◆ Objective ◆
Omit the pictures from the entries below and retype everything else exactly.

◆ Extracted information ◆

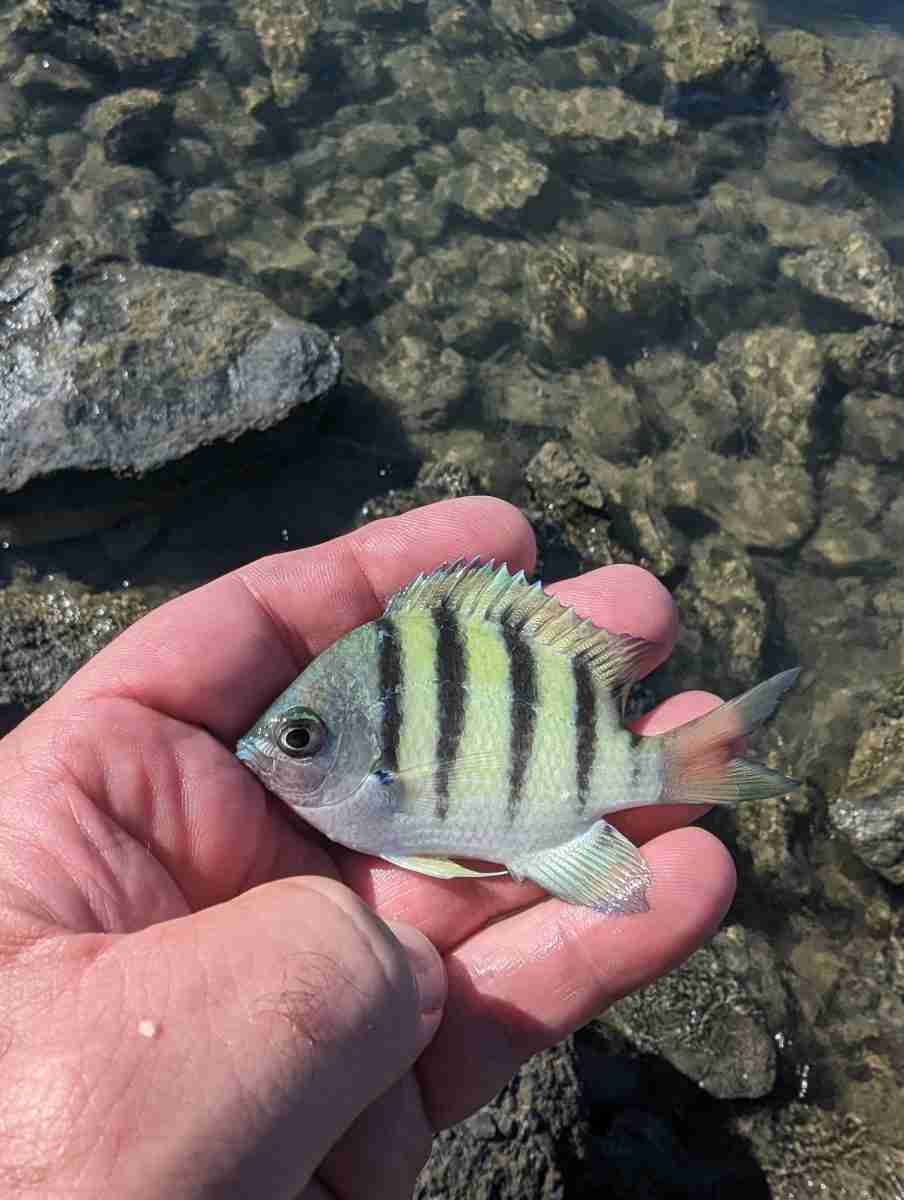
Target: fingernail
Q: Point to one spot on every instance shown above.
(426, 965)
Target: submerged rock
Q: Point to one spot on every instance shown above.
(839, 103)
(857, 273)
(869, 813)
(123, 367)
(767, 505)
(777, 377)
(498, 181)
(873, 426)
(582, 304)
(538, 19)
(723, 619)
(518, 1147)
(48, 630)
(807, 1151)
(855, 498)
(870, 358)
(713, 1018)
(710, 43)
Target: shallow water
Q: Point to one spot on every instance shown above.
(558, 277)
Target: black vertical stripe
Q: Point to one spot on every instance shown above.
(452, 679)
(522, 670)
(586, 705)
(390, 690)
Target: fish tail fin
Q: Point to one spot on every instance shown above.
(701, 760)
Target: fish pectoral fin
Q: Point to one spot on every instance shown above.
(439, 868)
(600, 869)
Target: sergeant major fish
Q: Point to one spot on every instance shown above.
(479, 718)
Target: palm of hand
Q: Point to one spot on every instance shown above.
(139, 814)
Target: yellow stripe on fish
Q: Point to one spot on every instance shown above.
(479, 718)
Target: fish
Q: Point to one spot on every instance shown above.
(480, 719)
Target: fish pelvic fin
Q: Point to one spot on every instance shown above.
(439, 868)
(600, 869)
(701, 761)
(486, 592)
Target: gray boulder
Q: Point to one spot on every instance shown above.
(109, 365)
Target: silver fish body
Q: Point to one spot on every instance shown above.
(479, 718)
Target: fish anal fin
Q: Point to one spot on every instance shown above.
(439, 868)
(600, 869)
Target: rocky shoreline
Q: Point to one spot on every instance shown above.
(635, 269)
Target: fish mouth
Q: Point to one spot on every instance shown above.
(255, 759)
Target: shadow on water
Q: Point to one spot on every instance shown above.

◆ Correct result ◆
Target: fingernail
Q: Point to one spot on every instance shown above.
(426, 965)
Target: submerged rock
Q: Point to one spot on every instance shown above.
(839, 103)
(857, 273)
(869, 813)
(123, 367)
(767, 505)
(777, 377)
(498, 181)
(873, 426)
(582, 304)
(538, 19)
(723, 619)
(518, 1147)
(48, 630)
(807, 1151)
(855, 498)
(870, 358)
(713, 1018)
(710, 43)
Target: shallow water
Q: Point to one spot on every instance shown above.
(558, 277)
Target: black vertical stripe
Q: Point to one spot on every instance shown above.
(452, 679)
(522, 670)
(586, 705)
(390, 690)
Target: fish tail fin
Q: Point to one spot on every instance shown above.
(701, 760)
Target: fish pectoral fin
Q: Point to one spot on every instance shown above.
(439, 868)
(600, 869)
Target: sergeant major fish
Q: Point to one spot on every instance shown above.
(479, 718)
Target: palm of hand
Q: Point to one spot on every instance shown above.
(139, 814)
Target: yellow stripe on fish
Q: Point to one spot on every instance shown above.
(479, 718)
Target: fish
Q: Point to one spot on every instance shown above.
(480, 719)
Target: fish pelvic fin
Q: Point to one spot on every instance shown above.
(439, 868)
(600, 869)
(701, 761)
(486, 592)
Target: gray boulder
Q: Point to one spot on every instance shown above.
(109, 365)
Target: silver fish body
Q: Point to one spot on every instance shown above.
(479, 718)
Target: fish anal fin
Q: Point to one spot on every instance shown above.
(439, 868)
(600, 869)
Target: rocky shoreline
Q: Point to one spot on every instance shown above.
(635, 269)
Target: fish mouth
Q: Point to one spot on every instance shown above.
(255, 759)
Target: shadow on water
Q: Point to one spot on every instance shown above.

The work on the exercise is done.